**Quoted text**
===

# Earthworm Castings



## jocky (Jun 24, 2008)

I have an empty tank sitting in the garage and after digging so long in this forum I decided to setup another one.

This time I maybe going Iwagumi style. However, I can't afford a good 5-10 bags of Eco-complete and such. I am a college student. LOL

So I was doing some reading and came across some people mentioning about earthworm castings (EC). Has anyone tried it before?

Could it be possible I fill in about a good 1-1.5" of it and top the rest off with Eco complete, and maybe some 3M black quartz sand?

Any suggestions? Advice? tips?


----------



## fish dork (Dec 5, 2007)

I used EC and coco peat, topped with gravel. I added Dolomite, potash and clay; pretty much following the mineralized soil method, but with the castings/coco peat instead of soil. Good results so far, the reset of my 80 is 10 months in so far.


----------



## markjd (Oct 30, 2009)

I have used EC mixed with garden soil and crushed shell, capped with gravel in two tanks. Both tanks have been running for a couple of months now and are doing ok. Please note that I am a newb, and these are my only tanks


----------



## kvntran (Nov 9, 2007)

Here's the link to earthworm casting mix substrate. This guy has a lot of good info
http://amania.110mb.com/Chapters/Tech/sub-aquasoils_en.html


----------

===

**Provided information**
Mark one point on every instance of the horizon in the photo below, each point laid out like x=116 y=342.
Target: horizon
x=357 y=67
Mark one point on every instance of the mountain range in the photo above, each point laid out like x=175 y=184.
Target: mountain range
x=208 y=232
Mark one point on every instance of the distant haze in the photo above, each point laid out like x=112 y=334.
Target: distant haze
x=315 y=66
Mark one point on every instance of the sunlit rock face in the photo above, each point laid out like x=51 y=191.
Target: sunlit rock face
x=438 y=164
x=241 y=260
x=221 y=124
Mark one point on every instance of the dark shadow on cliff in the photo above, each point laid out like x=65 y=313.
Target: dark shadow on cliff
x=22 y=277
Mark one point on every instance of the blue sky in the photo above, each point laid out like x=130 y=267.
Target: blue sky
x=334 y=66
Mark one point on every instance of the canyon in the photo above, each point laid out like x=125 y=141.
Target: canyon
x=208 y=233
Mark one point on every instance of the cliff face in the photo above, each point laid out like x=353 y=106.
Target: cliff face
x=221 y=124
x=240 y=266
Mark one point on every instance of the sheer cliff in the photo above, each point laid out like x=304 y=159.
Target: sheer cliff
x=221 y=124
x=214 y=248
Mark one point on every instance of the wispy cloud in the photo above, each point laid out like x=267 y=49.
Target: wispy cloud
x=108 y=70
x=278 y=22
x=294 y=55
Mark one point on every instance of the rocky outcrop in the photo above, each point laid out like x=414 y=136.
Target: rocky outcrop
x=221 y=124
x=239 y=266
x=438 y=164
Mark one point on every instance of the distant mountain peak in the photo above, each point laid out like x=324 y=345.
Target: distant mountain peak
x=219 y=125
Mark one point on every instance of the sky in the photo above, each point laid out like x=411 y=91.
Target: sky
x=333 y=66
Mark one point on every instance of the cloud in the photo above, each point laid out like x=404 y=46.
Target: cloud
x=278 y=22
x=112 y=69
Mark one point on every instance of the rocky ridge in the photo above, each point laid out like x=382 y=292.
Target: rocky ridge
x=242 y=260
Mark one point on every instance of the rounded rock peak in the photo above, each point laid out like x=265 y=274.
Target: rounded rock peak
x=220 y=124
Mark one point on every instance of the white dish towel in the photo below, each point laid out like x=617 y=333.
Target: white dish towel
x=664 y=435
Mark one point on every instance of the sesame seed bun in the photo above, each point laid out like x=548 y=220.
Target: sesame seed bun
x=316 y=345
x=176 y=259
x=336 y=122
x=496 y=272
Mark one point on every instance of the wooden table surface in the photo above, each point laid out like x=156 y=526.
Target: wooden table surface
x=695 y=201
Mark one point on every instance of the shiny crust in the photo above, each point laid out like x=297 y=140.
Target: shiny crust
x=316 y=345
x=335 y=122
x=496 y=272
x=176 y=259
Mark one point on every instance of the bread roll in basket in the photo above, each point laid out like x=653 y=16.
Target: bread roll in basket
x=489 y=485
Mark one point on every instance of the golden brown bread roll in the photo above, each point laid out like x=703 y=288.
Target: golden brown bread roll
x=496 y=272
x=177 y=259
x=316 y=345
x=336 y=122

===

**Task prompt**
Reproduce word for word the portion of the earthworm castings thread starting with "Could it be" and going on through "months in so far.".

**Worked answer**
Could it be possible I fill in about a good 1-1.5" of it and top the rest off with Eco complete, and maybe some 3M black quartz sand?

Any suggestions? Advice? tips?


----------



## fish dork (Dec 5, 2007)

I used EC and coco peat, topped with gravel. I added Dolomite, potash and clay; pretty much following the mineralized soil method, but with the castings/coco peat instead of soil. Good results so far, the reset of my 80 is 10 months in so far.